Exercise goal >>
Continue the opinion piece below on the Massachusetts Senate special election, picking up right after its final paragraph.

Text provided >>

———

On Tuesday, Massachusetts voters humbled Democrats by reversing the decision of their state legislators and electing Republican Scott Brown to a U.S. Senate seat that has been held by democrats for all but 6 years since 1926. Tuesdays vote provided definitive proof that “God don’t like ugly. And he ain’t too fond of cute.”
As Republicans anticipate the mid-term elections and what appears like an opportunity to shift the balance of power in the Congress, it is wisdom the GOP would be wise to remember. The special election in Massachusetts was not solely a referendum on the healthcare boondoggle the new left is attempting to force down Americas [clearly unwilling] throat; it was also a clear refutation of the President’s economic policy as well as a refutation on the free spending ways of the previous administration. It would be arrogance of the Democratic sort for Republicans to imagine that Tuesday’s repudiation of democratic over-reaching was an endorsement of Republican congressional governance of the sort America witnessed during the first decade of the 21st century.
To say that voters were not enamored with Republican spending during the Bush administration is an understatement. In a relatively short time the Obama administration, along with a Democratic Congress, has made Bush look like a miser. They have expanded the federal budget by $1 trillion; tripled the deficit; is on track to add $1 trillion per year to the national debt for the foreseeable future; accelerated spending on social entitlement programs and proposed another trillion dollar takeover of the healthcare industry all the while holding a cap and trade tax in its hip pocket. “We are fed up!” is the message voters delivered last November and again in Massachusetts on Tuesday. To put it plainly, Americans are looking for responsible government.
The GOP must take care that they do not become the party of opposition. Rather, over these next months they must seek to define themselves as the party with an alternative plan for America’s future – a plan based on common economic sense.

———

Records shown >>
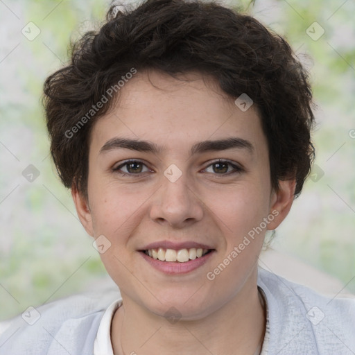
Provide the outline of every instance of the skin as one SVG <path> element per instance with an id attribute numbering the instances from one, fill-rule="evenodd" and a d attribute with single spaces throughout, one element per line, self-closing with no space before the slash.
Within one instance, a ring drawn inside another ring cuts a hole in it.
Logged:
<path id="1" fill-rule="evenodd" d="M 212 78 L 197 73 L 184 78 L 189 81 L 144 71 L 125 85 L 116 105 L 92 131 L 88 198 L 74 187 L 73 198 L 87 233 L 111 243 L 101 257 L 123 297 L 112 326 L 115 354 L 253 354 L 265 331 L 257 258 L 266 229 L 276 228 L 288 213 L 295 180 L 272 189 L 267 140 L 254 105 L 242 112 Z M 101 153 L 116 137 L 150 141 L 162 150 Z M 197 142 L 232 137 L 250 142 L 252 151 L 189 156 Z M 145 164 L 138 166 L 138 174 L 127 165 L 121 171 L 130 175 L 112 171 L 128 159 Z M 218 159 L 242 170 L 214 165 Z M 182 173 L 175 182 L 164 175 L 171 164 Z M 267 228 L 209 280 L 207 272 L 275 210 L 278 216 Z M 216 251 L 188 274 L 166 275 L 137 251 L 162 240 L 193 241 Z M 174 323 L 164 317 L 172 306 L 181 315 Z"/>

———

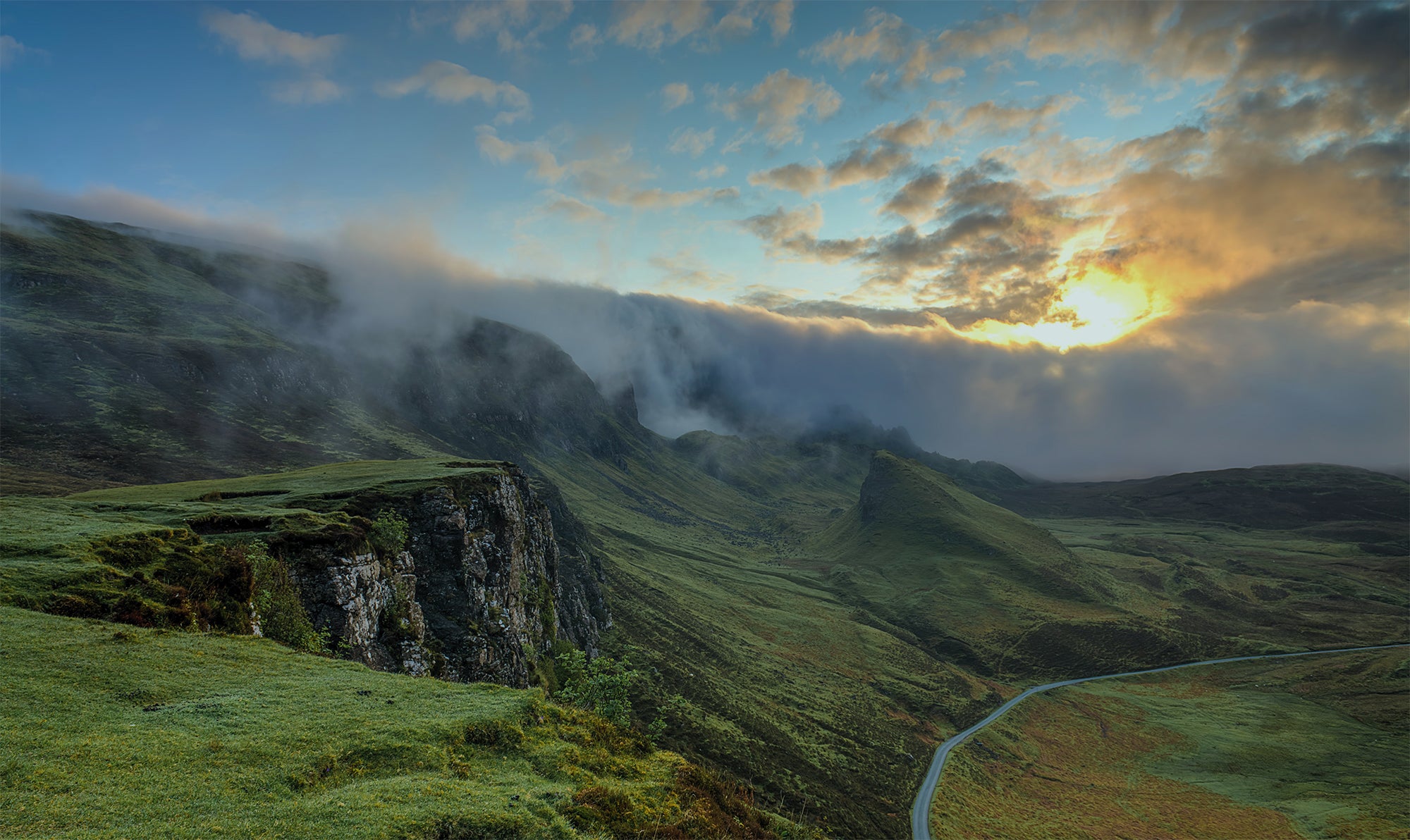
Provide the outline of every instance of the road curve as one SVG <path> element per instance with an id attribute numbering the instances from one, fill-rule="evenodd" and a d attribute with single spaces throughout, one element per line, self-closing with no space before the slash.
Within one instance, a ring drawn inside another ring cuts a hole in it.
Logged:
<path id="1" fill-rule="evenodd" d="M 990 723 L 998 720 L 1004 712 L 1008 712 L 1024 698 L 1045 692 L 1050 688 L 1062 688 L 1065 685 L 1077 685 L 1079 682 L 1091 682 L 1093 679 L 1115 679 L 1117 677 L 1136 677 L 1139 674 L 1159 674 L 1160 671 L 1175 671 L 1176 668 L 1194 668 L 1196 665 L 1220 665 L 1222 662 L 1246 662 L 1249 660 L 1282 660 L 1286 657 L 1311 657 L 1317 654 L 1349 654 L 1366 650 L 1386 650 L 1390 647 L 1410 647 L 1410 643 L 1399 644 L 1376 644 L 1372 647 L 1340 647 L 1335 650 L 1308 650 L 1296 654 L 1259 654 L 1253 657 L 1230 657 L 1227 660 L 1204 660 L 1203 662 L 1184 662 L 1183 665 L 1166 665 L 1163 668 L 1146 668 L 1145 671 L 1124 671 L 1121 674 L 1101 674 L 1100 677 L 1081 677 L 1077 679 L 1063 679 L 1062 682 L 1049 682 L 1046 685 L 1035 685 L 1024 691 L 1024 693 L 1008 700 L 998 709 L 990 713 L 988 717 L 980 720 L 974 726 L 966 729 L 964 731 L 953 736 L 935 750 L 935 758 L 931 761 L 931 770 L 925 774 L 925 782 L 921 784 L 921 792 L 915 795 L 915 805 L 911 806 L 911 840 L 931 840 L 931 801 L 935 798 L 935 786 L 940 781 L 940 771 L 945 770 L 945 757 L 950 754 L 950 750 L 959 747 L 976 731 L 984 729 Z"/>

———

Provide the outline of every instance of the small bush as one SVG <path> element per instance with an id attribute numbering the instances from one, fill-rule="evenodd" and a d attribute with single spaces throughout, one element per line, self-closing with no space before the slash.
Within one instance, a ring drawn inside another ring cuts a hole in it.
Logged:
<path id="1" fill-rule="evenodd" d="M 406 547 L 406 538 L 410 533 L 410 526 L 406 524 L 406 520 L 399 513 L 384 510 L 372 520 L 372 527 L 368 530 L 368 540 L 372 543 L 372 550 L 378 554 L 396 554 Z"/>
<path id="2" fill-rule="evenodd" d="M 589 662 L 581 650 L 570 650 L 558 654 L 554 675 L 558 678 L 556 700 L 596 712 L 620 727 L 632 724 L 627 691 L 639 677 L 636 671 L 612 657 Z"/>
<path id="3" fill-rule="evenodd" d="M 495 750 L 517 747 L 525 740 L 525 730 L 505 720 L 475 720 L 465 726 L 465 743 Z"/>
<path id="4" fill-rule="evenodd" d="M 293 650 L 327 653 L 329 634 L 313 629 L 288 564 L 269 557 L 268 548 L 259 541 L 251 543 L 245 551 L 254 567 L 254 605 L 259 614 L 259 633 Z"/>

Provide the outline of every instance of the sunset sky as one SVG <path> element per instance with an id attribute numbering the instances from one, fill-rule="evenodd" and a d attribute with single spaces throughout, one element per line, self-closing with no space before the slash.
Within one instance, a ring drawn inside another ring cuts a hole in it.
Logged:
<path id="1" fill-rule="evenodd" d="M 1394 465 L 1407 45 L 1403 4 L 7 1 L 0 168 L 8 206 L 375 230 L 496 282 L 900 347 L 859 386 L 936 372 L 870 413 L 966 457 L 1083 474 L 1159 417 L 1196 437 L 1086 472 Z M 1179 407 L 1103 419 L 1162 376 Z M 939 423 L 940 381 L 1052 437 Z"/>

———

The answer >>
To whit: money borrowed must be repaid with interest; dollars printed reduce the value of dollars saved and public works projects initiated with the goal of stimulating the economy only succeed in diverting capital from one sector of the economy to another. Further, they are paid for by tax dollars and ultimately become a drag on economic growth. The jobs government creates are government jobs, which are paid for through tax dollars. What government can do through prudent regulation and streamlining of bureaucratic processes is to create a hothouse environment friendly to entrepreneurs and small business owners, who are the true source of job creation and economic stimulus.
For instance, in this country there is an enormous amount of energy in a variety of forms: off our shores lays an estimated 19 billion barrels of oil and substantial natural gas reserves. The hinterlands of Alaska contain another 16 billion barrels of crude. There are another almost 2 trillion barrels available in oil shale. And we have not even mentioned our vast resources of coal, our capacity to produce nuclear energy and the ongoing development of solar and wind power.
An “all of the above” energy policy that would continue to encourage the development of alternative energy while at the same time reducing bureaucratic and activist roadblocks to our abundant natural resources would literally create millions of jobs, add trillions of dollars to our GDP, substantially lower consumer costs and aid in our national security with little or no cost to the American Taxpayer.
Or we could borrow another trillion dollars and pass another “stimulus bill.”
The voters of Massachusetts expressed their dissatisfaction with government over-reaching and fiscal irresponsibility with a loud and courageous voice. They showed great wisdom on Tuesday. With any luck some of that insight will find its way to Nevada and the streets of San Francisco in November.